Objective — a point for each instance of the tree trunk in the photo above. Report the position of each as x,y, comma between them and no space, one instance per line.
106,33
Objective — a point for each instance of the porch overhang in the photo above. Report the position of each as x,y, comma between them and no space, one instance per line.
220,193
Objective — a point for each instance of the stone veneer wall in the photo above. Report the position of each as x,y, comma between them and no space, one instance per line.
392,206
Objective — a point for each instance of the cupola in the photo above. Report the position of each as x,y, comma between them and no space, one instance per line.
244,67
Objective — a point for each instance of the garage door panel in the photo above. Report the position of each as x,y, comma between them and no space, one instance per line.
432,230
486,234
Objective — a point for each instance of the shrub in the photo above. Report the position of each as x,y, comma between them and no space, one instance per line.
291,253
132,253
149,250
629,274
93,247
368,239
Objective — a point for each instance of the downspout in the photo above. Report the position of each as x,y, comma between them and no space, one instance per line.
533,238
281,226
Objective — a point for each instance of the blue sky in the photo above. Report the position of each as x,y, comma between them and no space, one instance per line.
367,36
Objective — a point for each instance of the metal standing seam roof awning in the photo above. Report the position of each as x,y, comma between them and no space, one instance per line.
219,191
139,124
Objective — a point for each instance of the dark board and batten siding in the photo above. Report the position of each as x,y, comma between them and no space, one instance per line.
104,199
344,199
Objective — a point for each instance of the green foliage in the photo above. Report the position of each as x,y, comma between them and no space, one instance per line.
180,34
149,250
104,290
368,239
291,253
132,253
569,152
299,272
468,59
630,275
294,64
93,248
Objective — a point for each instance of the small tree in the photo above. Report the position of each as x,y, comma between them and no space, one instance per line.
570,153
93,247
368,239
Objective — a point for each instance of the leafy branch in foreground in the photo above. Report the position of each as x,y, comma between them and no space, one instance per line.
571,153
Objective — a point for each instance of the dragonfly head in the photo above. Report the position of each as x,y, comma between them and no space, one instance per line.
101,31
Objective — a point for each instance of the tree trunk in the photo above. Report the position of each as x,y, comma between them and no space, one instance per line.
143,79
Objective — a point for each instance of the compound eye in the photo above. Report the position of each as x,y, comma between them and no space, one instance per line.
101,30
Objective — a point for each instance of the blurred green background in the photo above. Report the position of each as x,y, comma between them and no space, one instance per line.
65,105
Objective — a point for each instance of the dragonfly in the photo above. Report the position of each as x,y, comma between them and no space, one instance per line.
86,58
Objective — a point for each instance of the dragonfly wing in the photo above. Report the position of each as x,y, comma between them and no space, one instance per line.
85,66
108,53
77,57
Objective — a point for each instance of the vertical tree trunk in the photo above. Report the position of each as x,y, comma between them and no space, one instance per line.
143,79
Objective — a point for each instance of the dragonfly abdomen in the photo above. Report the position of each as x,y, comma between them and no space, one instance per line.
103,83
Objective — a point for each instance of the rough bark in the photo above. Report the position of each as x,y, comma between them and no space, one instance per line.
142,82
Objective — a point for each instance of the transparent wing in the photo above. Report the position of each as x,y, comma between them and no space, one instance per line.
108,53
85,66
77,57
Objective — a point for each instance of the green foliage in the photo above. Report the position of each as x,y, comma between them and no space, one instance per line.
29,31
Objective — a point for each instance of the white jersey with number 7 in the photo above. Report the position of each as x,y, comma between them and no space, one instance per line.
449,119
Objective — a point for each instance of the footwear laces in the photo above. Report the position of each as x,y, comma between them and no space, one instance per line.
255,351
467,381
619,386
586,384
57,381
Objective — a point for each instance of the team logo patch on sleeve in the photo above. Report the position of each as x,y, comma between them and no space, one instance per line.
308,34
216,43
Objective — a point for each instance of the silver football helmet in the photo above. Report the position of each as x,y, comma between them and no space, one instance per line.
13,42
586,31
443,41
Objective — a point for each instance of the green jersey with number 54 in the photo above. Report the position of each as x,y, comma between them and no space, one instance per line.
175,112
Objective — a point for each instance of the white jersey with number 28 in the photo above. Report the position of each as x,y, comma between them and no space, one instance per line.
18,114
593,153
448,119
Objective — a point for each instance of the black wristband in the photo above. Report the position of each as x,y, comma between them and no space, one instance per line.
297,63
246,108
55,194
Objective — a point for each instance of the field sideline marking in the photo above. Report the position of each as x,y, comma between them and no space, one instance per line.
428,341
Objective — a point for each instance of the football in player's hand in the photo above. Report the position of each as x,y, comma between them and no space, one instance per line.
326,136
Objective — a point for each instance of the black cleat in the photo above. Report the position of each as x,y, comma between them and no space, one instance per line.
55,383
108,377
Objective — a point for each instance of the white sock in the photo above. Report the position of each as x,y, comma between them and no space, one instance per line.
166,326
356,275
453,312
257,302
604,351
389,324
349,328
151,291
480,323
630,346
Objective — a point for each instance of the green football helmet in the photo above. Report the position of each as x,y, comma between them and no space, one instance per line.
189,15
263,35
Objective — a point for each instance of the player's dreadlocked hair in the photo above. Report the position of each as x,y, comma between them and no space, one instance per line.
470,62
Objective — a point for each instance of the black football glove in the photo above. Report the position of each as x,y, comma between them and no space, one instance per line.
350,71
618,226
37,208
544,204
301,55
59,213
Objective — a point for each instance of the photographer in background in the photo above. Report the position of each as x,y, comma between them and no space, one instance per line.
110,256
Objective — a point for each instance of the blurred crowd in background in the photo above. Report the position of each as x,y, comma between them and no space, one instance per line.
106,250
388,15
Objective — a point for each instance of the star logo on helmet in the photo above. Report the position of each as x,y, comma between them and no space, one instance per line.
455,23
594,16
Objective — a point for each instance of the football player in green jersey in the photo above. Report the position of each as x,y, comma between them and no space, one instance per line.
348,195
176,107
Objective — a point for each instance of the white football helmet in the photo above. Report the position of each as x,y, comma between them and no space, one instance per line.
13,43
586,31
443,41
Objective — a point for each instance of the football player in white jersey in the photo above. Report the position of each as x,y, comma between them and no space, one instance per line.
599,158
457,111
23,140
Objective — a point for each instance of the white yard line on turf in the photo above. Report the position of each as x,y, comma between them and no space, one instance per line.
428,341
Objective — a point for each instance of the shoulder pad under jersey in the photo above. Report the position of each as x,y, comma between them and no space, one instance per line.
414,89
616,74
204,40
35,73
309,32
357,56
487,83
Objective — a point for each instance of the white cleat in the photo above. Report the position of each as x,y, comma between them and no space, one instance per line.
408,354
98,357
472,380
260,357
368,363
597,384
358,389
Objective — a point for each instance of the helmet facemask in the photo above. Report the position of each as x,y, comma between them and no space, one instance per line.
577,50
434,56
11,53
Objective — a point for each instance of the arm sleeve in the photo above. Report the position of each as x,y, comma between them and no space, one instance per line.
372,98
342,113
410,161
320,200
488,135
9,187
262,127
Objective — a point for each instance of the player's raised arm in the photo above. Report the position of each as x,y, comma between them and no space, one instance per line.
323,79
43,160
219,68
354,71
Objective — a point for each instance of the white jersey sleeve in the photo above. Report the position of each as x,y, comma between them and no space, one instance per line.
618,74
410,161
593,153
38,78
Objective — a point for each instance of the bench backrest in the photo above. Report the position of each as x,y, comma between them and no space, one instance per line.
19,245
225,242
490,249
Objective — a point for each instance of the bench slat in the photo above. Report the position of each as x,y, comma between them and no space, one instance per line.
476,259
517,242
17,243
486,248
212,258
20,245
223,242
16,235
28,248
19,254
........
#### [Directions]
From the line holding "Objective — a point for each instance of the helmet" to the last line of the records, quote each line exactly and add nothing.

#### [Task result]
Objective — a point for each instance of the helmet facemask in the photo above. Report the position of each as x,y, comma between them and no space, one instance per line.
577,50
434,56
11,53
Objective — a point for each instance of the arm sleeve in the photo above. Report the position of each as x,y, comma between them and no space, one instance per line.
372,98
342,113
410,161
320,200
488,135
9,187
262,127
Objective — a point for each instance of the player's raised arm in the photo above. Report the position of each as x,y, comma between them and no space, one instance per line.
323,79
43,160
219,68
354,71
Objective — a point for each instance of the white jersey sleeve in the photo above. Report the position of each as x,y, comma between them and no space, one instance per line.
618,74
410,161
593,153
38,78
Objective — a point for each instance of the bench backrest in the photo above. Report the position of each as x,y, comma between them and no space, one instance per line.
19,245
225,242
490,249
Objective — a point for each instance of the bench slat in the photo above. Report the position of each as x,y, comma between them and no space, one instance per line.
476,259
517,242
17,243
486,248
212,258
20,245
223,242
16,235
28,248
19,254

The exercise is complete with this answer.